> _EXERCISE REQUIREMENTS_:
Each entry must be output once more without any change.

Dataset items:
--- --- ---

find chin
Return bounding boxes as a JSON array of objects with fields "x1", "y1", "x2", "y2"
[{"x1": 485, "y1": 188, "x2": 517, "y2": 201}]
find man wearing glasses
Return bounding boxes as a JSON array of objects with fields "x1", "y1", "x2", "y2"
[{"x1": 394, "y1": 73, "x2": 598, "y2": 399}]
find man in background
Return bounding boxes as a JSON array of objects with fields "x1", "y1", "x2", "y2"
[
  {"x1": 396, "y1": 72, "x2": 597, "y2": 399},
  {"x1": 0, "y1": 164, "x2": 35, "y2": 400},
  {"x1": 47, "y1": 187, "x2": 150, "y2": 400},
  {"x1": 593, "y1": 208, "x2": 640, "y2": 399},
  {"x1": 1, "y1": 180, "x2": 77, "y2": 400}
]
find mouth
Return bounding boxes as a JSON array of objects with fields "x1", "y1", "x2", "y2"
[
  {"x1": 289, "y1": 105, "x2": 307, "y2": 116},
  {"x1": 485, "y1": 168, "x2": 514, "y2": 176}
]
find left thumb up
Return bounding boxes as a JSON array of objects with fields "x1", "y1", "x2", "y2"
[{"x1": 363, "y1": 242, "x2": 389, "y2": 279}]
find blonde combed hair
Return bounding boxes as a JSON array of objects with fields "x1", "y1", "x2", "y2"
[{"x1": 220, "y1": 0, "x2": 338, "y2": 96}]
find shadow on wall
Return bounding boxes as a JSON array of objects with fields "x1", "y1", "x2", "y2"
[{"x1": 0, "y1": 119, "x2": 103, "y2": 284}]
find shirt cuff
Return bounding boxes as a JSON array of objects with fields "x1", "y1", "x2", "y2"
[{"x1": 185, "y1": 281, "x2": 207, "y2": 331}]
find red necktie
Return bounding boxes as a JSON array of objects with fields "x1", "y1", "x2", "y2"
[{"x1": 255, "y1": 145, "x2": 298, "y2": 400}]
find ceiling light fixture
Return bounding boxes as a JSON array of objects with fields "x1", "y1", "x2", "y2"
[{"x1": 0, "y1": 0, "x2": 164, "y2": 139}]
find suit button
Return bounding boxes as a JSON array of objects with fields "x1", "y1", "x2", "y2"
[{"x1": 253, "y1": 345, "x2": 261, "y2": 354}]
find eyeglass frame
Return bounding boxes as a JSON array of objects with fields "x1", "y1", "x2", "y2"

--- --- ---

> _EXERCISE ANSWER_:
find chin
Return bounding boxes as a JSON array of objects with fields "x1", "y1", "x2", "y2"
[{"x1": 485, "y1": 188, "x2": 517, "y2": 201}]
find man wearing glasses
Return bounding boxes as a JSON array of objects with fields "x1", "y1", "x2", "y2"
[{"x1": 394, "y1": 73, "x2": 598, "y2": 399}]
find man in background
Return bounding boxes as a JSON array of objects with fields "x1", "y1", "x2", "y2"
[
  {"x1": 396, "y1": 72, "x2": 597, "y2": 399},
  {"x1": 0, "y1": 164, "x2": 35, "y2": 400},
  {"x1": 47, "y1": 187, "x2": 150, "y2": 400},
  {"x1": 593, "y1": 208, "x2": 640, "y2": 399},
  {"x1": 1, "y1": 180, "x2": 77, "y2": 400}
]
find mouth
Return bounding boxes as a JSON array of objects with fields "x1", "y1", "x2", "y2"
[
  {"x1": 289, "y1": 105, "x2": 307, "y2": 116},
  {"x1": 485, "y1": 168, "x2": 514, "y2": 176}
]
find left thumb up
Return bounding boxes as a JSON array of objects with fields "x1", "y1", "x2", "y2"
[{"x1": 363, "y1": 242, "x2": 389, "y2": 279}]
find blonde combed hair
Return bounding boxes as a JSON array of objects with fields "x1", "y1", "x2", "y2"
[{"x1": 220, "y1": 0, "x2": 338, "y2": 96}]
find shadow on wall
Return bounding boxes as a JSON array of objects with fields "x1", "y1", "x2", "y2"
[{"x1": 0, "y1": 119, "x2": 103, "y2": 284}]
find shirt cuff
Return bounding boxes as a JSON array of objects with fields "x1", "y1", "x2", "y2"
[{"x1": 185, "y1": 281, "x2": 207, "y2": 331}]
find red necktie
Return bounding boxes as a JSON array of objects with fields "x1", "y1", "x2", "y2"
[{"x1": 255, "y1": 145, "x2": 298, "y2": 400}]
find ceiling light fixture
Return bounding boxes as a JSON array of objects with fields "x1", "y1", "x2", "y2"
[{"x1": 0, "y1": 0, "x2": 164, "y2": 139}]
find suit button
Return bounding boxes as a JSON array of objects with fields "x1", "y1", "x2", "y2"
[{"x1": 253, "y1": 345, "x2": 261, "y2": 354}]
find eyeglass frame
Return bounding boxes as a JSON array of objects with fields "x1", "y1", "x2", "y2"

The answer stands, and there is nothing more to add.